:: What you will do ::
A. In the post about the new book, why did reading that someone was "functioning as a voice for other survivors" make a familiar shame bubble up for the writer?
B. From the post about the new book, reproduce the passage starting at "To be told I’m" and ending at "scratched the surface.".

Big thank you to everyone buying and reading my new book ❤️🔥
I’ve received so many heart-wrenching messages sent along with book orders, but I’ve honestly been floored all week by this one.
Thank you for being our voice, when it’s a life’s journey to recover it and most of us can’t get there.
I know the truth beneath these words so intimately. I know the repression around incest is so thick that most survivors stay silent for a lifetime, bringing these secrets with them to the grave—while many others keep their memories entirely repressed, shielding themselves from pivotal details of their life story when their survival entails forgetting. Owning the story, let alone speaking it aloud, is rare, and I know how near-impossible it was to recover my own voice. Yet the reason this message floored me was because I don’t even feel like I’ve recovered my own voice yet.
To be told I’m functioning as a voice for other survivors was an unmooring wake up call. I felt a familiar shame bubble up reading those words, because I so desperately want to do justice to the depth and scope of this topic, and I fear my small, very incomplete contribution is far from enough to represent others. I’m not trying to be self-deprecating; it’s just the reality. I have not come anywhere close to writing the entirety of my own story alone. My book contains ten essays I wrote that are just a few drops in the ocean of a story that is incredibly difficult to put into language. Yet somehow, given how rare it is to speak on this topic at all, I’ve become one of the leading voices—even when I feel like I’ve barely scratched the surface.

:: Object pointing dataset rows ::
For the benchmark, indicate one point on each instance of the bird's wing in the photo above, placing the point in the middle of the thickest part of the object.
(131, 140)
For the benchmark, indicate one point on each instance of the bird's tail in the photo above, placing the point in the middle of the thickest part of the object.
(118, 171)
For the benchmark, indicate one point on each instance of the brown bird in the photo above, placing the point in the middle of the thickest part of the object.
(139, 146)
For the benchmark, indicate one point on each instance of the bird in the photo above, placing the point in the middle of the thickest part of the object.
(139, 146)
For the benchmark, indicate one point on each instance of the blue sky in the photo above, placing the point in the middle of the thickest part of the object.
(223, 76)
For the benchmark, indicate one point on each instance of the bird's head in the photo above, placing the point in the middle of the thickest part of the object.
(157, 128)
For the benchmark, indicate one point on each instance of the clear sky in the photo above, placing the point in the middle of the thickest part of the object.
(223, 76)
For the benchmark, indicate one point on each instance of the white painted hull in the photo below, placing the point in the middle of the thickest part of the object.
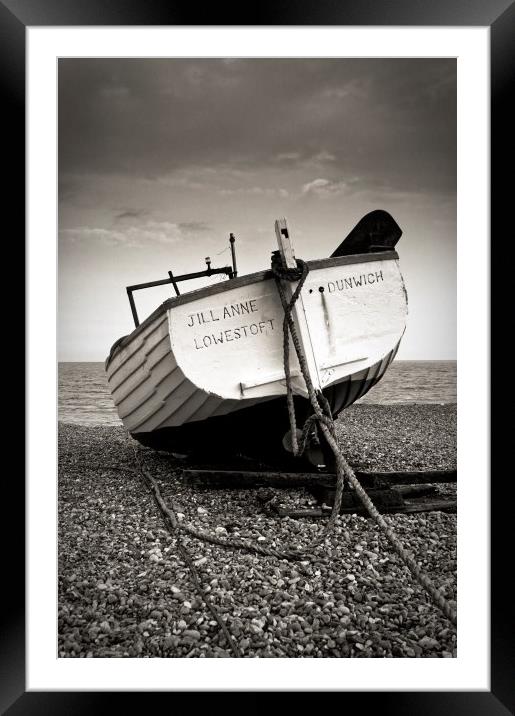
(219, 350)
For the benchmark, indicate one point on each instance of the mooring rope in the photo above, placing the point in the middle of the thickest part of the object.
(322, 415)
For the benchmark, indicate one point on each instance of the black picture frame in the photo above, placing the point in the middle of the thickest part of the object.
(499, 16)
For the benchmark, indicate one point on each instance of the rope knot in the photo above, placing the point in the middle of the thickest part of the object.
(288, 274)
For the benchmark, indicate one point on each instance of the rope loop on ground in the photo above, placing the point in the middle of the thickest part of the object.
(323, 417)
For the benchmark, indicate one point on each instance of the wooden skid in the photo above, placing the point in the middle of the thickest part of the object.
(239, 479)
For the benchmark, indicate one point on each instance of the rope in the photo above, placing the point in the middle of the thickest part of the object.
(321, 417)
(322, 414)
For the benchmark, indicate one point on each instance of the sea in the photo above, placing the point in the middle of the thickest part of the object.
(84, 398)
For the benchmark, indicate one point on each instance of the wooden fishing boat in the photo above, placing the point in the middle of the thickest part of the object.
(205, 372)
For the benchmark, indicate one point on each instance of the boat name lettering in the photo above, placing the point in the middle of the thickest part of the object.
(234, 334)
(355, 281)
(229, 311)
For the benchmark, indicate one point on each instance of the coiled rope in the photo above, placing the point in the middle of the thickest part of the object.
(321, 417)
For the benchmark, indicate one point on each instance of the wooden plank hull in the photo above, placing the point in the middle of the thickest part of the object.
(208, 365)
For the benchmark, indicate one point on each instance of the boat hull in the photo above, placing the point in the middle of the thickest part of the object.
(206, 370)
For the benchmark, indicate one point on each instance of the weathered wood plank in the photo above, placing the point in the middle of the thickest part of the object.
(251, 478)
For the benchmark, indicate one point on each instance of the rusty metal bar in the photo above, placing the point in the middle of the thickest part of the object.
(174, 280)
(233, 254)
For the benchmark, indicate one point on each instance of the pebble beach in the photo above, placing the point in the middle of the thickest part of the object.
(124, 591)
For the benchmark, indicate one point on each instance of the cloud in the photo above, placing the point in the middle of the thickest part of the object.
(256, 191)
(325, 187)
(193, 227)
(152, 232)
(130, 214)
(288, 156)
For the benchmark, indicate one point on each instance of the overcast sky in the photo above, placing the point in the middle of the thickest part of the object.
(160, 159)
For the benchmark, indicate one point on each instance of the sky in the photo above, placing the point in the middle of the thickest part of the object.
(160, 159)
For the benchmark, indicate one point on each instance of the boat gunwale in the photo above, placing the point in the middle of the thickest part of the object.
(245, 281)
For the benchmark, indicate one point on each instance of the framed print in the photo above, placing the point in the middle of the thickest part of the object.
(148, 138)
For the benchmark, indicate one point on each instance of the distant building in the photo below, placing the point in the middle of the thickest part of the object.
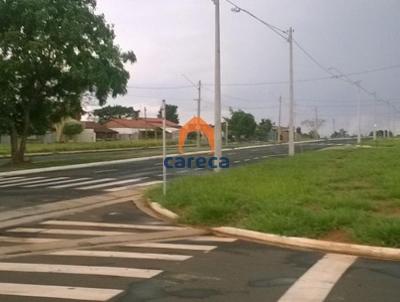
(101, 131)
(130, 129)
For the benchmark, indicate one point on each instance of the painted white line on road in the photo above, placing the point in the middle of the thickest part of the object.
(150, 183)
(82, 183)
(67, 232)
(114, 183)
(27, 240)
(211, 239)
(105, 171)
(79, 270)
(173, 246)
(318, 281)
(34, 182)
(113, 254)
(57, 182)
(111, 225)
(58, 292)
(19, 180)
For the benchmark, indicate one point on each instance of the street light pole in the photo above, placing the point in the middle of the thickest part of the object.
(358, 83)
(291, 93)
(217, 100)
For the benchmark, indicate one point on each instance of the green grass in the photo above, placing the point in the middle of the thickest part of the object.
(61, 147)
(347, 195)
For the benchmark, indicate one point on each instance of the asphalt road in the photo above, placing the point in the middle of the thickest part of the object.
(30, 189)
(205, 268)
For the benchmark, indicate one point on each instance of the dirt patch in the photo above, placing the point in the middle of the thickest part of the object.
(338, 236)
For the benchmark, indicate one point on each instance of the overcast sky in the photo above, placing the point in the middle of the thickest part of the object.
(175, 37)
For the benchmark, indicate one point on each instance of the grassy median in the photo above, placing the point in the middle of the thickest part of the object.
(347, 195)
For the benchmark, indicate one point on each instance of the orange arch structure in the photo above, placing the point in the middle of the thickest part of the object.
(194, 125)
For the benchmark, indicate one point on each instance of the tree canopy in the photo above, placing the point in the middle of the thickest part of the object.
(51, 53)
(171, 113)
(242, 124)
(107, 113)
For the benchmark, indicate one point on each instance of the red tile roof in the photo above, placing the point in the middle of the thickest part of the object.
(140, 123)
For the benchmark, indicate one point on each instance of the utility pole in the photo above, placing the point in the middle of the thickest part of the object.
(291, 94)
(217, 100)
(198, 113)
(279, 120)
(316, 123)
(145, 120)
(164, 116)
(359, 113)
(226, 133)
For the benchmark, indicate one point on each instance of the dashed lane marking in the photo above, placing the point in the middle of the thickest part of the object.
(58, 292)
(115, 254)
(56, 183)
(115, 183)
(110, 225)
(79, 269)
(173, 246)
(82, 183)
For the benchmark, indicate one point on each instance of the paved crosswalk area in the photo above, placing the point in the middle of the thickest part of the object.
(107, 184)
(201, 268)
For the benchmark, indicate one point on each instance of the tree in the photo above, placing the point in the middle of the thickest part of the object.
(242, 124)
(263, 129)
(171, 113)
(110, 112)
(72, 128)
(340, 134)
(51, 54)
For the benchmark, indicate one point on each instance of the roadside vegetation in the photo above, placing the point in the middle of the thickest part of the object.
(348, 195)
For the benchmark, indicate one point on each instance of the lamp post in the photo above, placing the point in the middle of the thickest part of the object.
(217, 96)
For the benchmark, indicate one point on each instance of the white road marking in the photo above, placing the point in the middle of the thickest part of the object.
(26, 182)
(79, 269)
(58, 292)
(27, 240)
(150, 183)
(318, 281)
(105, 171)
(113, 254)
(211, 239)
(115, 183)
(173, 246)
(67, 232)
(82, 183)
(111, 225)
(19, 180)
(57, 182)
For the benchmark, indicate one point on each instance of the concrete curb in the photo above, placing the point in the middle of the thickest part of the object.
(381, 253)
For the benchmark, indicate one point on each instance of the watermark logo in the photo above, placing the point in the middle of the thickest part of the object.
(196, 124)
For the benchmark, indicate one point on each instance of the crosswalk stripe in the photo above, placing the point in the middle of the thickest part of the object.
(10, 178)
(26, 182)
(82, 183)
(109, 184)
(27, 240)
(175, 246)
(79, 269)
(110, 225)
(211, 239)
(58, 182)
(19, 180)
(114, 254)
(58, 292)
(67, 232)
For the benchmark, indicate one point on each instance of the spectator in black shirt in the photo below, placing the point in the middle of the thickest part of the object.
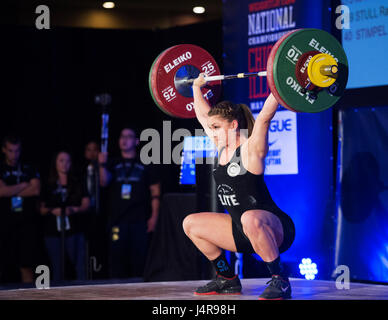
(133, 204)
(64, 190)
(19, 188)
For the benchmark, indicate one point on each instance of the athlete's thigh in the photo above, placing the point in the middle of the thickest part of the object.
(215, 228)
(269, 219)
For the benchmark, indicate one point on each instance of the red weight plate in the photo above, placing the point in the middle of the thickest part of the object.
(150, 76)
(163, 75)
(270, 63)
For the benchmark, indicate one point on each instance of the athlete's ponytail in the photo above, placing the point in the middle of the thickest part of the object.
(230, 111)
(249, 119)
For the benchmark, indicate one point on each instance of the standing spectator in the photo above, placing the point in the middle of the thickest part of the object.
(64, 191)
(134, 206)
(19, 189)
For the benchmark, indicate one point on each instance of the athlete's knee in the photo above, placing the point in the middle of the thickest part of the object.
(251, 223)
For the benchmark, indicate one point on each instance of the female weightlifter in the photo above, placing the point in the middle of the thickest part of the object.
(255, 224)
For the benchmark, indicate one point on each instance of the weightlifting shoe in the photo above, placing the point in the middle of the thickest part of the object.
(279, 288)
(220, 285)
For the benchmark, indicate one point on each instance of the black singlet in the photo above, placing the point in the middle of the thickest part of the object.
(240, 190)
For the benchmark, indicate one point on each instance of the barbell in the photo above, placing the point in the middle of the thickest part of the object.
(307, 71)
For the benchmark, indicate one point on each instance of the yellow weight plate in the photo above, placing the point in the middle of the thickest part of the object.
(322, 70)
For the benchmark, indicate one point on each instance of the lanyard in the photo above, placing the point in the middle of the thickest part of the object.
(125, 173)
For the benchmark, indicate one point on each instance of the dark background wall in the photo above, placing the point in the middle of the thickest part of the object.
(52, 76)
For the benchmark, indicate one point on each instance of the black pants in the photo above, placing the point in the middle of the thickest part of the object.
(128, 249)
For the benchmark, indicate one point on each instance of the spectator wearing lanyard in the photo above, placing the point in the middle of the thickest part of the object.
(64, 190)
(19, 189)
(133, 206)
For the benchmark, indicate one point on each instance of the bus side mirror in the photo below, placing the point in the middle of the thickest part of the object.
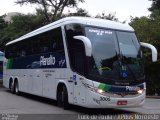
(87, 44)
(153, 49)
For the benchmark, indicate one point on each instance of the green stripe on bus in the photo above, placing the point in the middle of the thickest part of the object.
(9, 63)
(104, 87)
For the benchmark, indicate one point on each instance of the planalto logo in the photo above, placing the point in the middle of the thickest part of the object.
(47, 61)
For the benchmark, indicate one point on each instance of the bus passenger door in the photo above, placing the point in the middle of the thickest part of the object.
(37, 79)
(79, 89)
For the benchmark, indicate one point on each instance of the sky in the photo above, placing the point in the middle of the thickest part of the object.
(123, 9)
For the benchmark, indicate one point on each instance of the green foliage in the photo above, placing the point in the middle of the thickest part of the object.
(56, 7)
(20, 25)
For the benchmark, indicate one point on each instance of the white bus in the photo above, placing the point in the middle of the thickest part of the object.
(83, 61)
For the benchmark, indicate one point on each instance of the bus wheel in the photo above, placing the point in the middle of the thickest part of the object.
(16, 87)
(62, 97)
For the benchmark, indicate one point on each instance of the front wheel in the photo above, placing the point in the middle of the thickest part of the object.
(62, 98)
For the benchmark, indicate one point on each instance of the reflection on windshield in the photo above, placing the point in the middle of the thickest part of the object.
(131, 54)
(115, 55)
(104, 63)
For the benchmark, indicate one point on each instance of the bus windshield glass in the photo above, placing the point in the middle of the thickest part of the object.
(116, 55)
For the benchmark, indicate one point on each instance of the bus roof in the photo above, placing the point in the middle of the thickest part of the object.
(81, 20)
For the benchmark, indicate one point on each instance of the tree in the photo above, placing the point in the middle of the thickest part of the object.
(56, 6)
(155, 8)
(20, 25)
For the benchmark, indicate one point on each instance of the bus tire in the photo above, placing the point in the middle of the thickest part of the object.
(62, 97)
(16, 88)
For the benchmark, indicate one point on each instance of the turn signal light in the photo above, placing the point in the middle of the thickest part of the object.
(121, 102)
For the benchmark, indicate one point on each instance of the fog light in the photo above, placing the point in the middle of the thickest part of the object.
(100, 91)
(140, 91)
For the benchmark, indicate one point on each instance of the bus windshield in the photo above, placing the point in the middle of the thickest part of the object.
(116, 56)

:: Final answers ::
A. The writer badly wants to do justice to the depth and scope of the topic and fears that this small, very incomplete contribution falls far short of representing others.

B.
To be told I’m functioning as a voice for other survivors was an unmooring wake up call. I felt a familiar shame bubble up reading those words, because I so desperately want to do justice to the depth and scope of this topic, and I fear my small, very incomplete contribution is far from enough to represent others. I’m not trying to be self-deprecating; it’s just the reality. I have not come anywhere close to writing the entirety of my own story alone. My book contains ten essays I wrote that are just a few drops in the ocean of a story that is incredibly difficult to put into language. Yet somehow, given how rare it is to speak on this topic at all, I’ve become one of the leading voices—even when I feel like I’ve barely scratched the surface.